**WHAT TO DO:**
Output the data below in full, character for character.
'''
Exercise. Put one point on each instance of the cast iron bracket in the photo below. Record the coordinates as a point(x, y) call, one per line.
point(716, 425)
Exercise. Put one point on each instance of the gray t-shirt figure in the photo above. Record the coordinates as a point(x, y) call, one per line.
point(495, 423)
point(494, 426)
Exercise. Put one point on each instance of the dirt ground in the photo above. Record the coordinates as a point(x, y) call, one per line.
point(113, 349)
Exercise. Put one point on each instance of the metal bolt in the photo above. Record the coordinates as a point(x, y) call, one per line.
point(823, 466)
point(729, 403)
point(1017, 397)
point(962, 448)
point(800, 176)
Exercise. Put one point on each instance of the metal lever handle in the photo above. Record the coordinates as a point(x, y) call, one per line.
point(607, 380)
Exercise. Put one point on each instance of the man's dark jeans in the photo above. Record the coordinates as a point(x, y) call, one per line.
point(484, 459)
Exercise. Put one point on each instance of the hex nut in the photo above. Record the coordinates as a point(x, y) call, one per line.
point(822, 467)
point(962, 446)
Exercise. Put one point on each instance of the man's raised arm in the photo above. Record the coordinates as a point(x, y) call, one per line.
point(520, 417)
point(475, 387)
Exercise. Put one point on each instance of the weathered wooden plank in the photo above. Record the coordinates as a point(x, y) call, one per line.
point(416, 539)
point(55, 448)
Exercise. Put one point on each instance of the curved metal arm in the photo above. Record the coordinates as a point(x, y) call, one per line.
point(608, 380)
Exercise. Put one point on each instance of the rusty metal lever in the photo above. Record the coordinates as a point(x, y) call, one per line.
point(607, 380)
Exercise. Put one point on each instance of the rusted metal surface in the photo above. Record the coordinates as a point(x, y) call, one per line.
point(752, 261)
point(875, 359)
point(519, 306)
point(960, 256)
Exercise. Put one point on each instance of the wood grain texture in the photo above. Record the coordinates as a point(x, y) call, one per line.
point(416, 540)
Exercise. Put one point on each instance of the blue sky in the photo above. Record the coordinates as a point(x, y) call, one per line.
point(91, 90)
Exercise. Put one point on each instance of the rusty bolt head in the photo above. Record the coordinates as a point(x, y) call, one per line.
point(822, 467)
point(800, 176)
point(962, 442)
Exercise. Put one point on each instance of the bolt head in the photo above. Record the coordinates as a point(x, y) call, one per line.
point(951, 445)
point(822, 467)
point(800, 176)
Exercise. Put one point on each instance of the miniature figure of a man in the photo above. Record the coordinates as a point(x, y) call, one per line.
'''
**ANSWER SECTION:**
Exercise. Put one point on each instance of the cast iron bracket in the photo below. Record the coordinates as a point(x, y) call, one per line.
point(716, 425)
Exercise. Put one point on each instance of the gray t-shirt figure in the photo above. Record the coordinates as a point(x, y) call, one per line.
point(495, 423)
point(494, 426)
Exercise. Put one point on each instance of the dirt ground in the photo above. Record the coordinates as a point(x, y) call, one per line.
point(113, 349)
Exercise. Put one point on each instance of the metal bolt in the photo above. Record the coordinates as a point(x, y) call, one per line.
point(823, 466)
point(729, 403)
point(1017, 397)
point(962, 448)
point(800, 176)
Exercise. Put one point on each instance of the metal lever handle in the photo above. Record the coordinates as a point(x, y) call, one per line.
point(607, 380)
Exercise. Put one point on each instance of the man's dark jeans in the photo above. Record the coordinates as a point(x, y) call, one per line.
point(484, 459)
Exercise. Put one point on each instance of the hex nut in the photo above. Record the coordinates as a point(x, y) call, one per line.
point(822, 467)
point(962, 446)
Exercise. Put one point on each instance of the man's raised arm in the photo above. Record the coordinates as a point(x, y) call, one per line.
point(520, 417)
point(475, 387)
Exercise. Put one point on each instance of the weathered wooden plank in the photo above. Record the coordinates as a point(x, y) call, one per line.
point(416, 539)
point(55, 448)
Exercise. Put one point on each instance of the curved metal arm in the photo above. Record the coordinates as a point(x, y) call, one per line.
point(608, 380)
Exercise. Put one point on each instance of the rusty metal lever in the photo above. Record the coordinates as a point(x, y) call, one per line.
point(607, 380)
Exercise. Put one point on each instance of the rusted metal surface in the photo above. Record the coordinates as a point(x, y) call, one per line.
point(752, 261)
point(875, 359)
point(519, 306)
point(960, 256)
Exercise. Put one point on each instance of the wood grain texture in the photo above. Record the coordinates as a point(x, y) call, one per line.
point(416, 540)
Exercise. Put one point on each instance of the blue sky in the photo above. Record the coordinates as a point(x, y) call, one per line.
point(91, 90)
Exercise. Put one point on each instance of the rusty bolt head in the photo above. Record the coordinates as a point(x, y) call, one per line.
point(822, 467)
point(800, 176)
point(962, 442)
Exercise. Put one point on each instance of the bolt head in the photo above. Record the coordinates as a point(x, y) call, one per line.
point(951, 445)
point(822, 467)
point(800, 176)
Exercise. Put one point on each instance of the miniature figure of a man in the photo above. Record the coordinates as a point(x, y) call, one per line.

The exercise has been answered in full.